▶ **Письменное задание 1**: Выведите, пожалуйста, без изменений фрагмент воспоминаний о репетициях балета «Ванина Ванини»: отрезок от слов «На следующий день» до слов «впадать в отчаяние.» включительно.

▶ **Текст для чтения**:

----

Лекарство от тщеславия

   Прославленный оркестр Большого театра до постановки в 62-м году моего балета «Ванина Ванини» никогда не играл музыку, написанную с применением додекафонной системы.
   Нервное напряжение возникло на первой же репетиции. Музыканты эту музыку не понимали и не принимали. Они растерянно крутили головами каждый раз, когда фразу продолжал не тот инструмент, который ее начал. Постепенно и у меня, и у них самих возникла уверенность, что это сочинение они чисто исполнить не смогут.
   Ситуация требовала самозащиты, и, чтобы отвести от себя обвинение в профессиональной несостоятельности, оркестр принял решение, о котором меня в известность не поставили.
   Когда из репетиционного зала перешли в зрительный, танцовщики сразу начали кричать со сцены, что им не слышна музыка, да и сам я, сидя в пустом партере, сразу услышал, что оркестр звучит так, будто его плотно обернули ватой. Следовало предположить, что я, наверное, разучился оркестровать, а уж в этой партитуре наверняка сделал громадные просчеты.
   После репетиции забрал оркестровые партии домой и начал карандашом вписывать в них дубли.
   На следующий день я не заметил каких-либо прибавлений в звучании оркестра и вновь забрал партии, чтобы вписывать дубли.
   Оркестранты, зная, что я беру партии домой, вступили со мной в переписку. Чаще всего они писали бранные или издевательские словеса в мой или моей музыки адрес, иногда патетические возгласы с сожалениями по поводу моей дальнейшей судьбы. В одной из партий был даже вклеен листок из отрывного календаря с портретиком П. И. Чайковского и его высказыванием: «Мелодия – душа музыки». На некоторые понравившиеся мне заявления я ответил.
   Утром, на репетиции, я заранее встал около оркестровой ямы и наблюдал, как музыканты бегают от пульта к пульту, чтобы прочитать мои ответы, – мое присутствие их нисколько не смущало. В оркестре царило оживление, однако, когда они заиграли, звука у них не прибавилось. Я начал впадать в отчаяние.
   Поступили сообщения о событиях, происходивших вне сцены и оркестровой ямы. Оркестранты ходили в дирекцию, звонили в Министерство культуры и в ЦК партии. Они требовали выяснить: «Кто он такой? Где и у кого он учился? И вообще, советский ли он человек?!»
   В зрительном зале начали появляться лица из Союза композиторов, принадлежавшие к так называемому «руководству второго уровня». Они тихонько садились где-нибудь в стороне, слушали и удалялись до того, как репетиция заканчивалась.
   Оркестранты, уже не скрывая от меня, говорили, что на приемном худсовете сделают все для того, чтобы мой балет не был принят. Особенно лютовали первые пульты первых скрипок – они ведь «оркестровая аристократия».

----

▶ **Список записей**:
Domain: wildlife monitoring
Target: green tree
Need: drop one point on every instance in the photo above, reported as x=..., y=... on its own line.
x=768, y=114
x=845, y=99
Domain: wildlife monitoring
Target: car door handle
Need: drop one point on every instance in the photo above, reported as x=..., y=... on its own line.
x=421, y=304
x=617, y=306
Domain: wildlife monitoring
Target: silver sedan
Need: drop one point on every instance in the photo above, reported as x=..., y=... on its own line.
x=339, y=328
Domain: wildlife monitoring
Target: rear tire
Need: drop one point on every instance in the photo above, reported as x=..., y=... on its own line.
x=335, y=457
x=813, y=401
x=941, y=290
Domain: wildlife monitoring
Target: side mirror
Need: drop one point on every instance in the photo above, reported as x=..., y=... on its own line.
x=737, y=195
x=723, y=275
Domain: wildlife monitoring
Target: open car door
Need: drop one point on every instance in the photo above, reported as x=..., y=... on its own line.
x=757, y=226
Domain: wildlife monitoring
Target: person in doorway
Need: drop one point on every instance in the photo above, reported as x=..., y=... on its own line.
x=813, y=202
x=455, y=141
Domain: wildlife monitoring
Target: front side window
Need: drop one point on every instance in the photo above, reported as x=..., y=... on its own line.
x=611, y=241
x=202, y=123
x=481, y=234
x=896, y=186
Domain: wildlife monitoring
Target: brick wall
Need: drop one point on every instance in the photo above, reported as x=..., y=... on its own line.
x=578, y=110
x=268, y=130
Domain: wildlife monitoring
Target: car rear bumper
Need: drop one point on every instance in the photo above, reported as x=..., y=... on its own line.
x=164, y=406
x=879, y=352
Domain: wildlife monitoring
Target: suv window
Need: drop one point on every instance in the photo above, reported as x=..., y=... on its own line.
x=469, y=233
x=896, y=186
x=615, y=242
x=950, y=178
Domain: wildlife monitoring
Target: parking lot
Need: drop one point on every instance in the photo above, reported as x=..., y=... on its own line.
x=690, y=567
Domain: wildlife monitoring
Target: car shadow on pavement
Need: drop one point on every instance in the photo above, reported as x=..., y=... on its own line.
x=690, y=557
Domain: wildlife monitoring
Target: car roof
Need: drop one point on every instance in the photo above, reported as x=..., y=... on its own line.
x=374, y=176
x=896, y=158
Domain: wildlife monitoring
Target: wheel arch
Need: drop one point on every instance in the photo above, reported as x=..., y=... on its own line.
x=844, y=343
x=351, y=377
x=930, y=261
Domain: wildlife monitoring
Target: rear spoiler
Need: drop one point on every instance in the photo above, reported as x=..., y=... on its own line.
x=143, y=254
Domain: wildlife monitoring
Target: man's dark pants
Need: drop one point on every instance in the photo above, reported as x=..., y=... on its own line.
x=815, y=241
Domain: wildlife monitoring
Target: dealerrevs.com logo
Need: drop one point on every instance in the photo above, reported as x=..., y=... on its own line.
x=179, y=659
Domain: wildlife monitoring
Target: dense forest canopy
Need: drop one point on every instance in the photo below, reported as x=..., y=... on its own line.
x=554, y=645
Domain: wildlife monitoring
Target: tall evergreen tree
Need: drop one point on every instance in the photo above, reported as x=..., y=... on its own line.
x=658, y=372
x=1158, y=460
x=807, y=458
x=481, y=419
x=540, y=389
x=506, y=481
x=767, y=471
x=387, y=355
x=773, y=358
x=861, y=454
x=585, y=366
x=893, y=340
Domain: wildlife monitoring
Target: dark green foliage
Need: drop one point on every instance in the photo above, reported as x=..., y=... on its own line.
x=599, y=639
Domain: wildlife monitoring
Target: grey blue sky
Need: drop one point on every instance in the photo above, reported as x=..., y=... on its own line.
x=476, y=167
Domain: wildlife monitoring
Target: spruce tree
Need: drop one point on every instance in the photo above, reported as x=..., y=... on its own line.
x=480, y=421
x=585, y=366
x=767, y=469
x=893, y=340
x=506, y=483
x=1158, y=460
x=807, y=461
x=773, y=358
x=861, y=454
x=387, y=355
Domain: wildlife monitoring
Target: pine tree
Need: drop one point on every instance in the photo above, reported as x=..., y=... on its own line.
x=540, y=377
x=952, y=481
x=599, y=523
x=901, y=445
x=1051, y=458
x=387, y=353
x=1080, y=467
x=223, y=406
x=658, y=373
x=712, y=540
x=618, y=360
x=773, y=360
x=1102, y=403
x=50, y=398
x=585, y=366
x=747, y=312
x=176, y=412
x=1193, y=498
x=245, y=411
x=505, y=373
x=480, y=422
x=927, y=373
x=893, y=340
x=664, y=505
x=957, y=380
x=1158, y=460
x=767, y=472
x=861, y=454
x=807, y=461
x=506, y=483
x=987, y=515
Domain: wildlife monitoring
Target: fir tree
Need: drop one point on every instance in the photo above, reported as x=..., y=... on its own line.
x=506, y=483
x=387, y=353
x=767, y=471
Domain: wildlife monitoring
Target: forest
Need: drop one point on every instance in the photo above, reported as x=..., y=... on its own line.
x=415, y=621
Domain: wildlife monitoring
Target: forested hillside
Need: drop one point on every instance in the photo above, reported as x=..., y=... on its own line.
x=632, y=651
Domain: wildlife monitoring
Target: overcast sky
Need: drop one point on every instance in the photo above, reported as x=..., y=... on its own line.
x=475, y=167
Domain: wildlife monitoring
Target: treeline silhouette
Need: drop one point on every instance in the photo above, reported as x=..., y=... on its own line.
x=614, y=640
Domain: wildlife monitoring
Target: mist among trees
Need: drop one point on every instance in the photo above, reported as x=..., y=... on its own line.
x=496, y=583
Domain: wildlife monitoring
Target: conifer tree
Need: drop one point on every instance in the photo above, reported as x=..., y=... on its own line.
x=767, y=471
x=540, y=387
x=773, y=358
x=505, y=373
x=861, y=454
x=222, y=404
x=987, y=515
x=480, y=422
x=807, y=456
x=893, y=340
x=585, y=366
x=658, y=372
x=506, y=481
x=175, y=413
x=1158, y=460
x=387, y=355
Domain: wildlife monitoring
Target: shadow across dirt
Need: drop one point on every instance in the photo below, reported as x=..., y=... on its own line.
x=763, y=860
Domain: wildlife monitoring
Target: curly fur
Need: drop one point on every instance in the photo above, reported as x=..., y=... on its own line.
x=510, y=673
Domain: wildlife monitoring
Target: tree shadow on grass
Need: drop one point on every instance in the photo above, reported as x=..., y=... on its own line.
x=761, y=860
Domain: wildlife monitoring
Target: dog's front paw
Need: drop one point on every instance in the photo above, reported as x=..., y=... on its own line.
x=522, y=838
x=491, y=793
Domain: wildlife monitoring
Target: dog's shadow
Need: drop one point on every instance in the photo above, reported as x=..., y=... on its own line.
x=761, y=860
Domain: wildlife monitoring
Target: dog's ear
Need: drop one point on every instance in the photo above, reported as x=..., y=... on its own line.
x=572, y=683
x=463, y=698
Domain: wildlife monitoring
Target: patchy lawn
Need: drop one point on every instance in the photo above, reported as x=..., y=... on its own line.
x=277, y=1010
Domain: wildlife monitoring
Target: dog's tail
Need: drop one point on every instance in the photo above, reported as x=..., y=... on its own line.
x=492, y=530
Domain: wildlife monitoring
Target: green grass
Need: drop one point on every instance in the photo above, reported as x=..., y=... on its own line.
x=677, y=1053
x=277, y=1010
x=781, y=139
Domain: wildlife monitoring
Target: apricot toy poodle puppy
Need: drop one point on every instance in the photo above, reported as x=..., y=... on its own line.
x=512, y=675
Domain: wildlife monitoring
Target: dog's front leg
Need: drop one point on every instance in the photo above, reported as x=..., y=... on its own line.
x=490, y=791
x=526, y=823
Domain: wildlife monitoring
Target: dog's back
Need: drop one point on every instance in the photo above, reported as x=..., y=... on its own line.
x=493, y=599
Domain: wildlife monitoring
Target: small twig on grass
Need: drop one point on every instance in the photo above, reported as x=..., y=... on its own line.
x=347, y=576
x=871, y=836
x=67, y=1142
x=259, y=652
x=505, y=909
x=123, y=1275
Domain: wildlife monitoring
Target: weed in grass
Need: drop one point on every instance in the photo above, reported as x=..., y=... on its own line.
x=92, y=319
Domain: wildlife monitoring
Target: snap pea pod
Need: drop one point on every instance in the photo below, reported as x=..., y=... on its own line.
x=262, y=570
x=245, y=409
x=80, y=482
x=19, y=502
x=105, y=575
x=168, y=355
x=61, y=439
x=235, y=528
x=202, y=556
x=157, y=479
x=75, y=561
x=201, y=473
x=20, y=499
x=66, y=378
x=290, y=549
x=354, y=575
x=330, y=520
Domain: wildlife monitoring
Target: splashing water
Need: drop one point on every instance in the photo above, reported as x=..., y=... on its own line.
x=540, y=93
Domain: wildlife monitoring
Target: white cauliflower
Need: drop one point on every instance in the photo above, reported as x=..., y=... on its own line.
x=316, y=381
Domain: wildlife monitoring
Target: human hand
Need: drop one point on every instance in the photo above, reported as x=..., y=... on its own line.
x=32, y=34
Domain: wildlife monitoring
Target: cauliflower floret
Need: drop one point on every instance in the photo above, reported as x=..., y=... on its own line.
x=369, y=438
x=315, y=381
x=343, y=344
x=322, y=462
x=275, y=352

----

▶ **Письменное задание 2**: Представьте записи из списка записей, от его начала до строки с «x=268, y=130» включительно, в виде CSV с двумя столбцами «текст» и «ответ». Каждой записи отведите одну строку, каждое поле заключите в кавычки, переносы строк замените пробелами и не включайте в CSV другие записи.

▶ **Письменный ответ 1**:
На следующий день я не заметил каких-либо прибавлений в звучании оркестра и вновь забрал партии, чтобы вписывать дубли.
   Оркестранты, зная, что я беру партии домой, вступили со мной в переписку. Чаще всего они писали бранные или издевательские словеса в мой или моей музыки адрес, иногда патетические возгласы с сожалениями по поводу моей дальнейшей судьбы. В одной из партий был даже вклеен листок из отрывного календаря с портретиком П. И. Чайковского и его высказыванием: «Мелодия – душа музыки». На некоторые понравившиеся мне заявления я ответил.
   Утром, на репетиции, я заранее встал около оркестровой ямы и наблюдал, как музыканты бегают от пульта к пульту, чтобы прочитать мои ответы, – мое присутствие их нисколько не смущало. В оркестре царило оживление, однако, когда они заиграли, звука у них не прибавилось. Я начал впадать в отчаяние.

▶ **Письменный ответ 2**:
текст,ответ
"Domain: wildlife monitoring Target: green tree Need: drop one point on every instance in the photo above, reported as x=..., y=... on its own line.","x=768, y=114 x=845, y=99"
"Domain: wildlife monitoring Target: car door handle Need: drop one point on every instance in the photo above, reported as x=..., y=... on its own line.","x=421, y=304 x=617, y=306"
"Domain: wildlife monitoring Target: silver sedan Need: drop one point on every instance in the photo above, reported as x=..., y=... on its own line.","x=339, y=328"
"Domain: wildlife monitoring Target: rear tire Need: drop one point on every instance in the photo above, reported as x=..., y=... on its own line.","x=335, y=457 x=813, y=401 x=941, y=290"
"Domain: wildlife monitoring Target: side mirror Need: drop one point on every instance in the photo above, reported as x=..., y=... on its own line.","x=737, y=195 x=723, y=275"
"Domain: wildlife monitoring Target: open car door Need: drop one point on every instance in the photo above, reported as x=..., y=... on its own line.","x=757, y=226"
"Domain: wildlife monitoring Target: person in doorway Need: drop one point on every instance in the photo above, reported as x=..., y=... on its own line.","x=813, y=202 x=455, y=141"
"Domain: wildlife monitoring Target: front side window Need: drop one point on every instance in the photo above, reported as x=..., y=... on its own line.","x=611, y=241 x=202, y=123 x=481, y=234 x=896, y=186"
"Domain: wildlife monitoring Target: brick wall Need: drop one point on every instance in the photo above, reported as x=..., y=... on its own line.","x=578, y=110 x=268, y=130"